Passage
────────────────────
Comment by ceejayoz
3 days ago
Healthcare here isn't 4x the price because of doctor costs, either.
https://www.washingtonpost.com/business/2023/08/04/doctor-pa... / https://archive.is/ZBRMx
> Polyakova and her collaborators find doctor pay consumes only 8.6 percent of overall health spending. It grew a bit faster than inflation over the time period studied, but much slower than overall health-care costs.
> “People have a narrative that physician earnings is one of the main drivers of high health-care costs in the U.S.,” Polyakova told us. “It is kind of hard to support this narrative if ultimately physicians earn less than 10 percent of national health-care expenditures.”
Exactly. Even if you forced doctor compensation down to the level of other countries, that's, what, a 6% overall reduction, at best? Wow, so now when you get a surprise bill for $5000, it'll instead be $4700 instead! Hooray! We did it, Reddit/HN!
Does anyone think American healthcare was thereby fixed? I don't!
Now, FWIW, I'm happy to accept that US doctors are overpaid, and that there are feasible ways to make progress on that front. It's an important conversation to have. But it has virtually nothing to do with what makes US healthcare so brutal and kafkaesque.
Now do the math on how much you'd save if you zeroed out health insurance costs.
Does that include the artificially bloated cost of care (compared to e.g. Medicare), the costs of Medicare Part D fraud, and the costs of having care denied and delayed (2–3x the claim denial rate of Medicare) or just the premiums?
Last time we did this song and dance you doubled down on incorrect assumptions about how Medicare functions. So, no, it's not likely I'll come to the same conclusions as you.
────────────────────
Given data

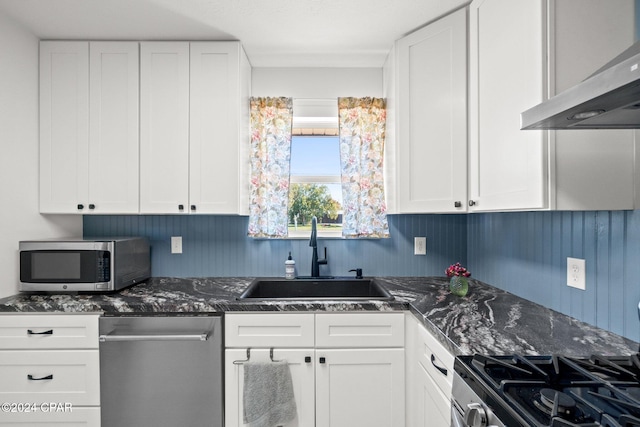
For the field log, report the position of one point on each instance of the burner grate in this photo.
(563, 391)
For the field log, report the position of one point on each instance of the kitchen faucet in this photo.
(313, 242)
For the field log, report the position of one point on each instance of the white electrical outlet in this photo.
(576, 276)
(419, 245)
(176, 244)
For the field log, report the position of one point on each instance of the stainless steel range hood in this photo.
(608, 99)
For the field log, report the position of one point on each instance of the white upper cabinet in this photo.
(507, 166)
(431, 117)
(164, 127)
(64, 126)
(219, 128)
(194, 128)
(113, 127)
(89, 127)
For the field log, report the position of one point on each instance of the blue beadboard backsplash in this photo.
(522, 252)
(219, 246)
(525, 253)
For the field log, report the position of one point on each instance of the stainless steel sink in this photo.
(277, 289)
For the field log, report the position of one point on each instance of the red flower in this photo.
(457, 270)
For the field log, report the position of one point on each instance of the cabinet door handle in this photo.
(433, 362)
(49, 332)
(32, 378)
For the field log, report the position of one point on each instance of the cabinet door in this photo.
(360, 387)
(432, 117)
(302, 375)
(164, 127)
(64, 126)
(113, 130)
(507, 75)
(216, 100)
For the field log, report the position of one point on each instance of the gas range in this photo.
(554, 391)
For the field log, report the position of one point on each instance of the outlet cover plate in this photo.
(576, 275)
(176, 244)
(419, 245)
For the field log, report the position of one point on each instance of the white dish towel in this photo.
(268, 398)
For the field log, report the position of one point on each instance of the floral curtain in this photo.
(362, 135)
(271, 120)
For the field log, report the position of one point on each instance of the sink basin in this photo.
(336, 288)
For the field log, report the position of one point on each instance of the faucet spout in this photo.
(313, 242)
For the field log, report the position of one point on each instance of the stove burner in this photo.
(555, 403)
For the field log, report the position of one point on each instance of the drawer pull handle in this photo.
(32, 378)
(49, 332)
(433, 362)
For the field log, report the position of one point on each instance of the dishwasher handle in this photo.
(154, 337)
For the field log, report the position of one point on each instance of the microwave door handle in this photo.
(120, 338)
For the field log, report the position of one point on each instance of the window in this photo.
(315, 188)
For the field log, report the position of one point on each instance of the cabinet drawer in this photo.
(77, 417)
(360, 330)
(432, 355)
(33, 332)
(74, 376)
(269, 330)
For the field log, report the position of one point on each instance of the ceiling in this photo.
(274, 33)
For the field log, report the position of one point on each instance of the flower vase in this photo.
(459, 285)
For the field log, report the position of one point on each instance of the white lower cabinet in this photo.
(360, 387)
(49, 370)
(339, 378)
(429, 378)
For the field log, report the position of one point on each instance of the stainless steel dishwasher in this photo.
(159, 371)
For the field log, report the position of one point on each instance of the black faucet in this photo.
(313, 242)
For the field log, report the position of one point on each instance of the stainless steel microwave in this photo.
(83, 265)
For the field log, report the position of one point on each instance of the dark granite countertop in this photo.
(488, 320)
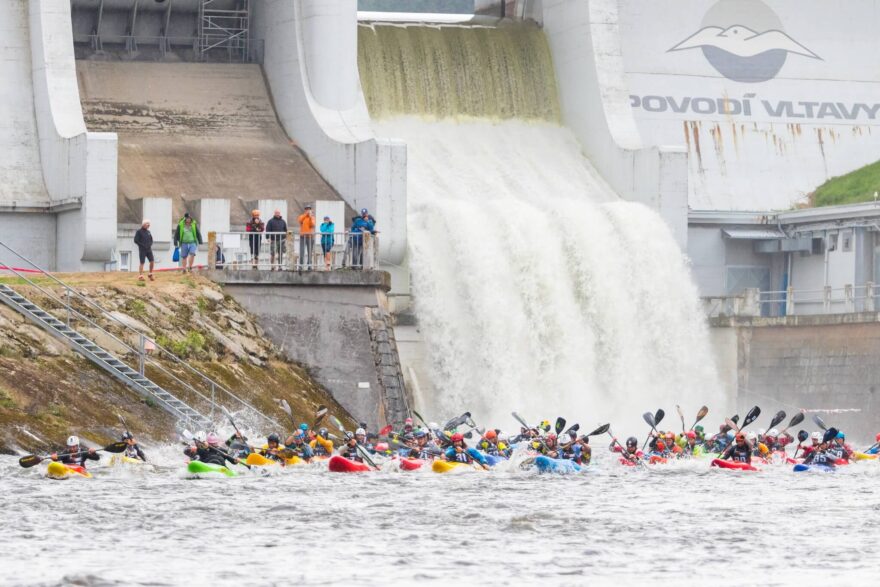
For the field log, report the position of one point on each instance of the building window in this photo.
────────────────────
Exercise 1
Reproduce the stretch of the healthcare thread from "Exactly. Even if" through "fixed? I don't!".
Exercise 2
According to the healthcare thread, why does Polyakova find the narrative about physician earnings hard to support? Reply in one to three sentences.
The entries stand apart from the healthcare thread as separate material.

Exercise solution 1
Exactly. Even if you forced doctor compensation down to the level of other countries, that's, what, a 6% overall reduction, at best? Wow, so now when you get a surprise bill for $5000, it'll instead be $4700 instead! Hooray! We did it, Reddit/HN!
Does anyone think American healthcare was thereby fixed? I don't!

Exercise solution 2
Physicians earn less than 10 percent of national health-care expenditures. She and her collaborators found that doctor pay consumes only 8.6 percent of overall health spending, so it can hardly be one of the main drivers of high US health-care costs.